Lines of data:
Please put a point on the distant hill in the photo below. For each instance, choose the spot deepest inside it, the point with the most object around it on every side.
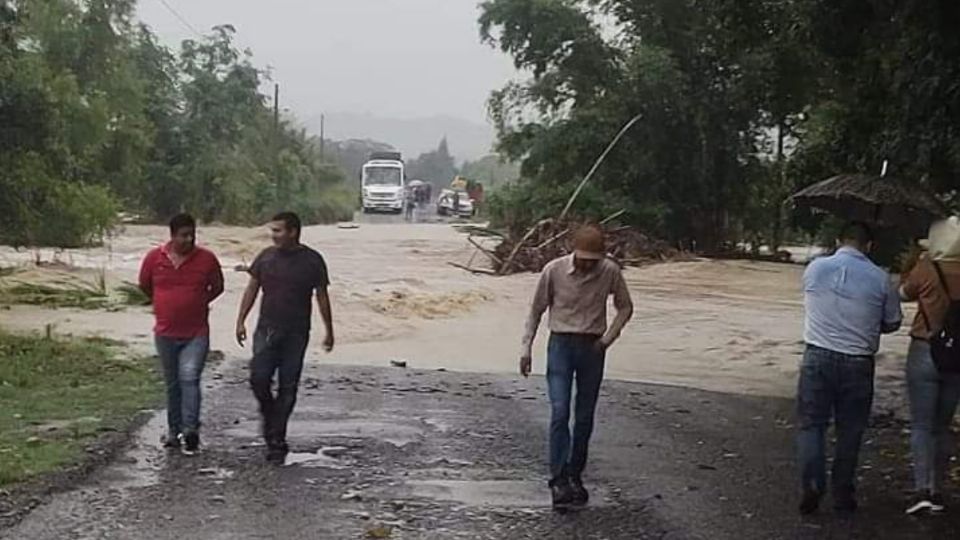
(467, 140)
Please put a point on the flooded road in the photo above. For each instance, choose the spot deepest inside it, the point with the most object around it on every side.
(454, 445)
(729, 326)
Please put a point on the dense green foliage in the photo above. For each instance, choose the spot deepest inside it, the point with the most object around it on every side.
(97, 116)
(742, 102)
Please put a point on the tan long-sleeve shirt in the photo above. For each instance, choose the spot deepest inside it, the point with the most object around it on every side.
(578, 301)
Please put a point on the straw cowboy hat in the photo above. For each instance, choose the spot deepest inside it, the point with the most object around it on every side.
(943, 242)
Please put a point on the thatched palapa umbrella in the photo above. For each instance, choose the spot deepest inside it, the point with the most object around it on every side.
(877, 200)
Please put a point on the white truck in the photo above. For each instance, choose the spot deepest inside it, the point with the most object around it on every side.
(383, 183)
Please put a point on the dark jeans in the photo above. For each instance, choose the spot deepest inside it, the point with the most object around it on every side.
(183, 361)
(572, 357)
(933, 403)
(839, 386)
(280, 352)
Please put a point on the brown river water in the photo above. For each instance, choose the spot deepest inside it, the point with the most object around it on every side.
(729, 326)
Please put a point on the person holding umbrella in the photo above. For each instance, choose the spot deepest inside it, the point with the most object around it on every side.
(849, 303)
(933, 372)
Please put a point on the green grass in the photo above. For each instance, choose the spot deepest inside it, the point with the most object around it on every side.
(58, 396)
(56, 297)
(73, 294)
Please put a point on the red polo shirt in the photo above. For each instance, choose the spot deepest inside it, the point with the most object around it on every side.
(181, 293)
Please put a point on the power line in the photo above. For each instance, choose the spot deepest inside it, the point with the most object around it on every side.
(181, 18)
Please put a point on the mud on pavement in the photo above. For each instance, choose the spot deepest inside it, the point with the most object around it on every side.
(397, 453)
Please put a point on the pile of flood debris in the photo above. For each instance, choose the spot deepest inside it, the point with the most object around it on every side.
(550, 239)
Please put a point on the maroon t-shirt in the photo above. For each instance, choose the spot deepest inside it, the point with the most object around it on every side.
(288, 278)
(181, 294)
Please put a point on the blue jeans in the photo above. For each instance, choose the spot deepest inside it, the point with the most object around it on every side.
(572, 357)
(280, 352)
(183, 361)
(839, 386)
(933, 403)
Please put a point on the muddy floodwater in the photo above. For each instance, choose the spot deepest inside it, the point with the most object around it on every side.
(716, 325)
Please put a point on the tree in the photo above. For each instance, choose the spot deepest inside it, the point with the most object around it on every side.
(96, 115)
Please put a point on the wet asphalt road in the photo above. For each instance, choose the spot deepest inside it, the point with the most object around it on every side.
(399, 453)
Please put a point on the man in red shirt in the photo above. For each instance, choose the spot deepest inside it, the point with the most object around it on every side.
(182, 280)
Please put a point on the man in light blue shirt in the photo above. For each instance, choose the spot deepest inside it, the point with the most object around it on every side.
(849, 303)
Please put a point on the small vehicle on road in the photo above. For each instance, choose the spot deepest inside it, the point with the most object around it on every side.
(453, 202)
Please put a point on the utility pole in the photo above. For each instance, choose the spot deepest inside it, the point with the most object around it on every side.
(276, 108)
(322, 135)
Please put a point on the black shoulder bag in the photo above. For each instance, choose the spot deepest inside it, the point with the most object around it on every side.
(945, 342)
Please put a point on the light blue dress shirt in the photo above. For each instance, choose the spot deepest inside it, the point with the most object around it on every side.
(849, 302)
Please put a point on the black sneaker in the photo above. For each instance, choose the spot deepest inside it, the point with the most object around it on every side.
(920, 504)
(580, 494)
(938, 504)
(562, 494)
(191, 444)
(170, 441)
(277, 452)
(844, 502)
(810, 502)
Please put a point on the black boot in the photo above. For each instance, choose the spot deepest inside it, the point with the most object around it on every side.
(562, 493)
(580, 494)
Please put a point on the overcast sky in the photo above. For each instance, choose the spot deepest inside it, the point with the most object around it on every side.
(389, 58)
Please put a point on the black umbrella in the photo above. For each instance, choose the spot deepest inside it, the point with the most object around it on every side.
(877, 200)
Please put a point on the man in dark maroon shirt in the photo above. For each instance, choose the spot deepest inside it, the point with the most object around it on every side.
(289, 273)
(182, 280)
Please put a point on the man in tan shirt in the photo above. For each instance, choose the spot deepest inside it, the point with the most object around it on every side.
(575, 290)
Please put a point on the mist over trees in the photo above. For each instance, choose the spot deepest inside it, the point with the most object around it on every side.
(742, 103)
(97, 116)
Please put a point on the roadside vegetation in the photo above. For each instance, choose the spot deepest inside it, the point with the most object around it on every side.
(97, 117)
(57, 397)
(59, 289)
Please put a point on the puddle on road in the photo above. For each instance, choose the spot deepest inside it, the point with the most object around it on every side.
(140, 466)
(322, 458)
(386, 430)
(484, 493)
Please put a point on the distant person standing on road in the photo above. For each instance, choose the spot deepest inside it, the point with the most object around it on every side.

- [Instructions to follow]
Print each line of the material above exactly, with the pictures removed from your copy.

- [Exercise answer]
Please put a point on the distant hill in the photo below. For each instance, choose the spot deepest inside it, the point with the most object around it on every side.
(467, 140)
Please put a point on the flooded road in the photo above. For each instance, choose the spot deepest inside it, the point with the most object around it on every side.
(454, 445)
(729, 326)
Please put a point on the dense green foliage in the photo above. For each instance, choose the spot deepest inside it, the point with the most object around it on every side.
(97, 116)
(742, 102)
Please put a point on the tan long-sleeve shirt in the photo above. For each instance, choose the spot deepest inside it, the point with the most object around it on every side.
(578, 301)
Please put a point on the straw cowboy hat in the photo above. For each instance, choose the spot deepest inside it, the point with the most object around it on every side.
(943, 242)
Please put a point on the thatched palapa umbrella in the photo above. For each instance, choose the spot deepest inside it, the point with the most object around it on every side.
(877, 200)
Please put a point on the white truck in the photo above. For each instance, choose the spot deepest inside it, the point with the most object around it on every side.
(383, 183)
Please put a point on the dark jeans in the photo above. For each instance, choose the spot deepest inside it, the point with the most object around it on every side.
(183, 361)
(572, 357)
(933, 403)
(839, 386)
(280, 352)
Please put a point on the brown river water in the photo above. For each instance, choose the spot deepest inside it, the point with the most object around it on every side.
(729, 326)
Please put a point on the person holding umbrella in the photo above. For each instance, choose the spot deepest inside it, the point with the most object around it on every side.
(849, 303)
(933, 372)
Please put a point on the green grass in the photo above. For each instance, choose the spot deepest inside it, the point with the most object around it on every side.
(58, 396)
(56, 297)
(73, 294)
Please put a point on the red polo shirt in the photo above. For each instance, choose the spot deepest inside it, the point with the most object around it on every side.
(181, 293)
Please put a point on the power line in the photo above. For each instance, choose the spot deepest inside it, the point with the most object around it on every side.
(181, 18)
Please put a point on the mud on pavement in the photo above. For each instance, choose the spot deepest inside it, the point with the most object around it on every side.
(397, 453)
Please put a point on the pile of flood debris in the photo above. For each instance, choose the spot deepest inside it, the point with the most object around it on every side.
(550, 239)
Please put a point on the maroon t-shirt in the photo above. For each instance, choose the spot deepest inside it, the point with the most object around it on every side.
(288, 278)
(181, 294)
Please put a point on the blue jeans in the photo above. For each instance, choose the spot deepest inside it, the point with the most object around it on every side.
(572, 357)
(280, 352)
(183, 361)
(839, 386)
(933, 403)
Please put a point on the muddy floodwater in the photo above. For each instance, choose the spot deepest inside it, the point with the most object around it on every side.
(716, 325)
Please put a point on the tree in the photo above. For each instance, choose the spot deepest inside it, the point with the most object around it on every side.
(96, 115)
Please put a point on the wet asphalt road in the photo above. For each instance, choose the spot deepest inside it, the point with the most object around it on every side.
(399, 453)
Please put a point on the man in red shirt in the photo above. For each instance, choose the spot deepest inside it, the point with the most object around it on every side.
(182, 280)
Please put a point on the man in light blue shirt in the photo above. For each instance, choose the spot deepest inside it, the point with the most object around it on every side.
(849, 303)
Please put a point on the small vehicle on road in the photo above. For each instance, choose the spot deepest inside it, the point with the most object around it on every side.
(453, 202)
Please put a point on the utility pole in the photo above. For each instance, choose the spot deepest inside it, the point with the most object around it on every side.
(276, 108)
(322, 135)
Please put a point on the black shoulder bag in the photo above. For each instance, choose the spot deepest inside it, the point with the most object around it on every side.
(945, 342)
Please put a point on the light blue dress shirt in the photo above. For each instance, choose the spot deepest inside it, the point with the most object around it on every side.
(849, 302)
Please put a point on the black sneaker in the photo above. For each instance, choose the spot deepest inside it, the point with the most object around it on every side.
(920, 504)
(580, 494)
(938, 504)
(562, 494)
(191, 444)
(170, 441)
(277, 452)
(844, 502)
(810, 502)
Please put a point on the black boot in the photo above. For each instance, choose the spot deepest inside it, the point with the most object around it on every side.
(562, 493)
(580, 494)
Please put a point on the overcast sky in the photo above. For each instance, choose the spot deepest inside it, the point with the most object around it on every side.
(389, 58)
Please put a point on the black umbrella in the photo above. For each instance, choose the spot deepest inside it, the point with the most object around it on every side.
(877, 200)
Please put a point on the man in dark maroon shirt in the photo above. For each instance, choose the spot deepest inside it, the point with the most object around it on every side.
(289, 273)
(182, 280)
Please put a point on the man in tan shirt in the photo above. For each instance, choose the spot deepest inside it, the point with the most object around it on every side.
(575, 290)
Please put a point on the mist over trees in the photo above. For each instance, choose the spot deepest inside it, the point with the most object around it on every side.
(742, 103)
(97, 116)
Please put a point on the roadside vegetation in the photo above. For each instance, choose the spot deepest inside it, the point with the most object around it on every side.
(97, 117)
(57, 397)
(59, 289)
Please put a point on the puddle on road in the photo above. For each instance, choose the spot deepest inside it, the point with the most object around it on every side.
(140, 466)
(322, 458)
(386, 430)
(484, 493)
Please put a point on the distant person standing on road in the photo above. For each instance, choose the spot deepest inside it, the point with the most object around it on every side.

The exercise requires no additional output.